## What you will do
Reproduce each line exactly.

## Data lines
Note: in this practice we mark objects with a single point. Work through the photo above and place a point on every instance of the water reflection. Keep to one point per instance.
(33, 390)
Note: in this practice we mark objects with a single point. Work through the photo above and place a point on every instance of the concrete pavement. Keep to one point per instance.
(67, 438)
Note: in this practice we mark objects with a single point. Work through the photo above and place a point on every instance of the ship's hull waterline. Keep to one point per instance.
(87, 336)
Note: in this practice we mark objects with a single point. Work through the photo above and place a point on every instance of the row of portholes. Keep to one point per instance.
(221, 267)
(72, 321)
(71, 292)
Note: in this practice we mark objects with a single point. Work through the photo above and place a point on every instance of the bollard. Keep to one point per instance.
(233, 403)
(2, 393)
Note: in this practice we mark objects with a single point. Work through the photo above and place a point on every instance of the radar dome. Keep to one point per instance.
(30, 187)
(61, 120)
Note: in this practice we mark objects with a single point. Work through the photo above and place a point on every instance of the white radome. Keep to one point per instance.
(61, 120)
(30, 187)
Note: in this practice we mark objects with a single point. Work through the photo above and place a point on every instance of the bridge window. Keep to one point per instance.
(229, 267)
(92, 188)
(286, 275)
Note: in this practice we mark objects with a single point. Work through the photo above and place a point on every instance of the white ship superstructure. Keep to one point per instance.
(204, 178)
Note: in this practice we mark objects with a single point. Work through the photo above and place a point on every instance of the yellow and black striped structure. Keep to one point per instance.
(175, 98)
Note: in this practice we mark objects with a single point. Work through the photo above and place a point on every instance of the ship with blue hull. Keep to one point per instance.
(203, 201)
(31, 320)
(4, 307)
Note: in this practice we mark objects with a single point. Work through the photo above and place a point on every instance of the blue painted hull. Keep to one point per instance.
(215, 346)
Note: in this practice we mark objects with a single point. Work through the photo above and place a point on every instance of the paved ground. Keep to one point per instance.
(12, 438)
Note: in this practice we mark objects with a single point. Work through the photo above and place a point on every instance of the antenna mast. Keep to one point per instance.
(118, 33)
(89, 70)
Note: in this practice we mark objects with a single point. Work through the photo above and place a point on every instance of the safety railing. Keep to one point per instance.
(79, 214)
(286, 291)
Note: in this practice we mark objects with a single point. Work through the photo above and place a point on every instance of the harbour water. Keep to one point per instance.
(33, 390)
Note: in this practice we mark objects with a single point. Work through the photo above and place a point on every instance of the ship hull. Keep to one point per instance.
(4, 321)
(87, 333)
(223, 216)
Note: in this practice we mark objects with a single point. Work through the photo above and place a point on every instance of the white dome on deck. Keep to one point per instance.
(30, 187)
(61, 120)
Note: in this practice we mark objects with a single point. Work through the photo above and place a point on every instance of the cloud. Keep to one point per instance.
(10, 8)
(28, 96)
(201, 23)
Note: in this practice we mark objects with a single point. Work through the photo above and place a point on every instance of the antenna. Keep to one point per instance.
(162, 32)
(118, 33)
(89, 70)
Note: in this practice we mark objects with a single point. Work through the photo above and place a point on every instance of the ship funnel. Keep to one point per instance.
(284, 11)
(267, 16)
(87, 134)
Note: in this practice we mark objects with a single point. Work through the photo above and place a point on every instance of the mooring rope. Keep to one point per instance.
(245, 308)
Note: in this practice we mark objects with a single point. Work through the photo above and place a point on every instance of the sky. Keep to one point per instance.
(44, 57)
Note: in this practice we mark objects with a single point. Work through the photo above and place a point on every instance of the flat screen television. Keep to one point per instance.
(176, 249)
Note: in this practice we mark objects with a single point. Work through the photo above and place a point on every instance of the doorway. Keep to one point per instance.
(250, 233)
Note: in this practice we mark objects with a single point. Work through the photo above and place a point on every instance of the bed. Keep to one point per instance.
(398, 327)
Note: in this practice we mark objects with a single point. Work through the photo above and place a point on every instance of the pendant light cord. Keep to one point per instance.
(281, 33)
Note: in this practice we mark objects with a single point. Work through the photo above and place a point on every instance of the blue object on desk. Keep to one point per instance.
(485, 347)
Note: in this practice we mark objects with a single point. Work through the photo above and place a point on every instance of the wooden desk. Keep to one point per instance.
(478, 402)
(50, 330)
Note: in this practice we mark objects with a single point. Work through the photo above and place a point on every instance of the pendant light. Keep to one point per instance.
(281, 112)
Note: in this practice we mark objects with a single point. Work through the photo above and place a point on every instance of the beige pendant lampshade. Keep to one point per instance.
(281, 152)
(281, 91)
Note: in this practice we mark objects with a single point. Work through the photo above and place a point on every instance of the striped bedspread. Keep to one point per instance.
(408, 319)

## The result
Note: in this practice we mark objects with a single point. Work through the photo above and place a point on every instance of the water reflection. Keep to one point per instance.
(33, 390)
Note: in this practice we mark objects with a single point. Work through the photo above and place a point on every instance of the concrete pavement. Keep to one point per instance.
(67, 438)
Note: in this practice we mark objects with a single point. Work through the photo above and place a point on every instance of the ship's hull waterline. Keep to one point per instance.
(87, 336)
Note: in this practice we mark objects with a single point. Work through the photo above and place a point on every instance of the row of portholes. Keep to one point per instance.
(221, 267)
(72, 321)
(71, 292)
Note: in this practice we mark objects with a single point. Work through the photo above and place a point on every instance of the bollard. Keep to one point per instance.
(233, 403)
(2, 393)
Note: in this practice we mark objects with a single point. Work through the photo above and place a point on every instance of the radar dome. Keep to one point per instance.
(30, 187)
(61, 120)
Note: in this practice we mark objects with a single point. Work through the photo above and place a point on every instance of the white radome. Keep to one point per instance.
(61, 120)
(30, 187)
Note: in this practice we mark objects with a single point. Work through the photo above and place a point on every instance of the bridge window. Keep to one point per instance.
(229, 267)
(92, 188)
(286, 275)
Note: in this practice we mark objects with a single point. Work through the photo above and place a point on every instance of the white ship superstructure. Keep to one point per instance.
(204, 178)
Note: in this practice we mark objects with a single point. Work through the photo above and place a point on every instance of the yellow and black striped structure. Keep to one point per instance.
(175, 98)
Note: in this practice we mark objects with a single point. Work through the photo above and place a point on every instance of the ship with blue hull. Keep to one point per instance.
(203, 201)
(31, 320)
(4, 307)
Note: in this practice we mark objects with a single point. Work through the photo above and place a point on every instance of the blue painted hull. Keep to one point per instance.
(215, 346)
Note: in this practice we mark objects with a single point. Work through the photo above and place a point on every instance of the paved ground. Keep to one point per instance.
(12, 438)
Note: in this practice we mark objects with a single point. Work through the photo above and place a point on every instance of the antenna mast. Keep to one point per instance.
(118, 33)
(89, 70)
Note: in this practice we mark objects with a single point. Work through the photo above and place a point on every instance of the safety railing. Keep to one point per instance.
(79, 214)
(286, 291)
Note: in this practice we mark objects with a single point. Work through the photo above and place a point on every instance of the harbour water. Keep to one point per instance.
(33, 390)
Note: in this practice we mark objects with a single point. Work through the photo above and place a point on every instance of the ship hull. Keep to one point per instance.
(4, 321)
(87, 333)
(223, 216)
Note: in this practice we mark objects with a single point. Work through the photo above and place a point on every instance of the white dome on deck. Keep to one point per instance.
(30, 187)
(61, 120)
Note: in this practice we mark objects with a single point. Work through the photo above and place a point on every instance of the cloud. Keep to one point per instance.
(10, 8)
(28, 96)
(201, 23)
Note: in this practice we mark objects with a single point. Work through the photo above and place a point on every instance of the antenna. Keep to one point per instance.
(162, 32)
(118, 33)
(89, 70)
Note: in this practice we mark objects with a single point. Work through the photo above and place a point on every instance of the ship funnel. Keep to one point per instance.
(284, 11)
(267, 16)
(87, 134)
Note: in this practice we mark objects with a single point. Work through the photo above and place a point on every instance of the mooring rope. Keep to one point per instance.
(245, 308)
Note: in this practice we mark objects with a single point. Work through the photo above and place a point on every instance of the sky. Keep to one point per instance.
(44, 57)
Note: in this practice we mark objects with a single point. Work through the photo above and place a point on every instance of the flat screen television. Keep to one point per instance.
(176, 249)
Note: in this practice we mark objects with a single point. Work through the photo above and place a point on every instance of the doorway. Keep to one point per instance.
(250, 233)
Note: in this practice we mark objects with a single point. Work through the photo above and place a point on every instance of the bed. Keep to one point per instance.
(398, 327)
Note: in this practice we mark objects with a single point. Work through the photo above and place a point on every instance of the pendant light cord. Keep to one point per instance.
(281, 33)
Note: in this practice we mark objects with a single point. Work through the photo above and place a point on every instance of the blue object on desk. Keep to one point per instance.
(485, 347)
Note: in this practice we mark objects with a single point. Work through the photo above and place a point on every instance of the wooden desk. Keep to one point per instance.
(478, 402)
(50, 330)
Note: in this practice we mark objects with a single point. Work through the photo above and place a point on every instance of the pendant light. Keep to one point per instance.
(281, 112)
Note: in this practice we mark objects with a single point. Work through the photo above and place a point on every instance of the beige pendant lampshade. Keep to one point per instance.
(281, 152)
(281, 91)
Note: in this practice we mark objects with a single point. Work through the photo above and place a point on every instance of the striped bedspread. Keep to one point per instance.
(408, 319)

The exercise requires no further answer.